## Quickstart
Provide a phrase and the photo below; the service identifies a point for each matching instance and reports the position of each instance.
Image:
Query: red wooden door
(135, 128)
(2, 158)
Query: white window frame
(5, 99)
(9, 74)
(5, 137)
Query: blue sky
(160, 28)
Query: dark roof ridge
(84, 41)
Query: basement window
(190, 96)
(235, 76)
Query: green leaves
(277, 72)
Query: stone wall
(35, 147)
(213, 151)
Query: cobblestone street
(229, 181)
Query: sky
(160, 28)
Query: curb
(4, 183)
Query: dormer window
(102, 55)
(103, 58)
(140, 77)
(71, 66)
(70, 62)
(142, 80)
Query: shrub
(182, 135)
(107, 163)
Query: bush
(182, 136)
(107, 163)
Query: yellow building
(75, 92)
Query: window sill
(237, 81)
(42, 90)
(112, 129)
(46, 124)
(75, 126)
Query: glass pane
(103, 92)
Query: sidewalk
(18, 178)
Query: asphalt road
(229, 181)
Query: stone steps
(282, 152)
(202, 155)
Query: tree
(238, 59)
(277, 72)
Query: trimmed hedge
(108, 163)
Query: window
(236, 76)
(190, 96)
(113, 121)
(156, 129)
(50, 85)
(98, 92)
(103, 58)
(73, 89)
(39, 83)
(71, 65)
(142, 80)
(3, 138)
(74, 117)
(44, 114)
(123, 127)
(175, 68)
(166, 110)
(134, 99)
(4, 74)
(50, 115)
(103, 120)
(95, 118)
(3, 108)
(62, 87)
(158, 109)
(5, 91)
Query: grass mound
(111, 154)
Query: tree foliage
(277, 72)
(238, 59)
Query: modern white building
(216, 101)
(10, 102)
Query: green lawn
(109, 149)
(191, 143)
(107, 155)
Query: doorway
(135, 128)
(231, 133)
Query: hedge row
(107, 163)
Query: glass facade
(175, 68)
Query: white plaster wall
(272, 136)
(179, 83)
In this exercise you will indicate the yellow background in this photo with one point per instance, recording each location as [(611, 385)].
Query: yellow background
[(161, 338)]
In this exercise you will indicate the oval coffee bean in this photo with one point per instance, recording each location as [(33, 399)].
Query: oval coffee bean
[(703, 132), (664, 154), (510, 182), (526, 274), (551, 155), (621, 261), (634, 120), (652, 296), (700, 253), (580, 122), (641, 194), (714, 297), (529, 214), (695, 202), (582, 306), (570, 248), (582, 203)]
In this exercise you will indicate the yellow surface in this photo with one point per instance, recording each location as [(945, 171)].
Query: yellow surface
-------
* Assigned task: The answer should reproduce each entry above in full.

* Exercise solution:
## Quickstart
Provide a phrase and the photo below; the service identifies a point for each matching instance and reports the position of each instance.
Image:
Query: red wooden door
(135, 128)
(2, 158)
Query: white window frame
(5, 99)
(9, 74)
(5, 137)
Query: blue sky
(160, 28)
Query: dark roof ridge
(84, 41)
Query: basement window
(190, 96)
(235, 76)
Query: green leaves
(277, 72)
Query: stone wall
(35, 147)
(213, 151)
Query: cobblestone street
(229, 181)
Query: sky
(160, 28)
Query: curb
(4, 183)
Query: dormer window
(102, 55)
(103, 58)
(140, 77)
(71, 66)
(70, 62)
(142, 80)
Query: shrub
(182, 135)
(107, 163)
Query: bush
(182, 136)
(107, 163)
Query: yellow building
(75, 92)
Query: window sill
(237, 81)
(42, 90)
(112, 129)
(46, 124)
(75, 126)
Query: glass pane
(103, 92)
Query: sidewalk
(18, 178)
Query: asphalt road
(229, 181)
Query: stone steps
(282, 152)
(202, 155)
Query: tree
(238, 59)
(277, 72)
Query: trimmed hedge
(108, 163)
Query: window
(236, 76)
(190, 96)
(113, 121)
(156, 129)
(50, 85)
(98, 92)
(103, 58)
(73, 89)
(39, 83)
(71, 65)
(142, 80)
(3, 138)
(74, 117)
(44, 114)
(123, 127)
(175, 68)
(166, 110)
(134, 99)
(4, 74)
(50, 115)
(103, 120)
(95, 118)
(3, 108)
(62, 87)
(158, 109)
(5, 91)
Query: grass mound
(111, 154)
Query: tree foliage
(277, 72)
(238, 59)
Query: modern white building
(216, 101)
(10, 102)
Query: green lawn
(109, 149)
(191, 143)
(107, 155)
Query: doorway
(135, 128)
(231, 133)
Query: hedge row
(107, 163)
Query: glass facade
(175, 68)
Query: white plaster wall
(272, 136)
(179, 83)
In this exercise you will indicate the yellow background in this photo with one point per instance, recording each location as [(611, 385)].
Query: yellow background
[(161, 338)]
In this exercise you will indicate the oval coffee bean in this photo with one point per instance, recording each location as [(33, 399)].
Query: oval coffee bean
[(703, 132), (664, 154), (510, 182), (526, 274), (551, 155), (621, 261), (634, 120), (652, 296), (700, 253), (580, 122), (641, 194), (714, 297), (529, 214), (695, 202), (582, 306), (570, 248), (582, 203)]
In this exercise you will indicate the yellow surface in this photo with one point per instance, recording each location as [(945, 171)].
Query: yellow surface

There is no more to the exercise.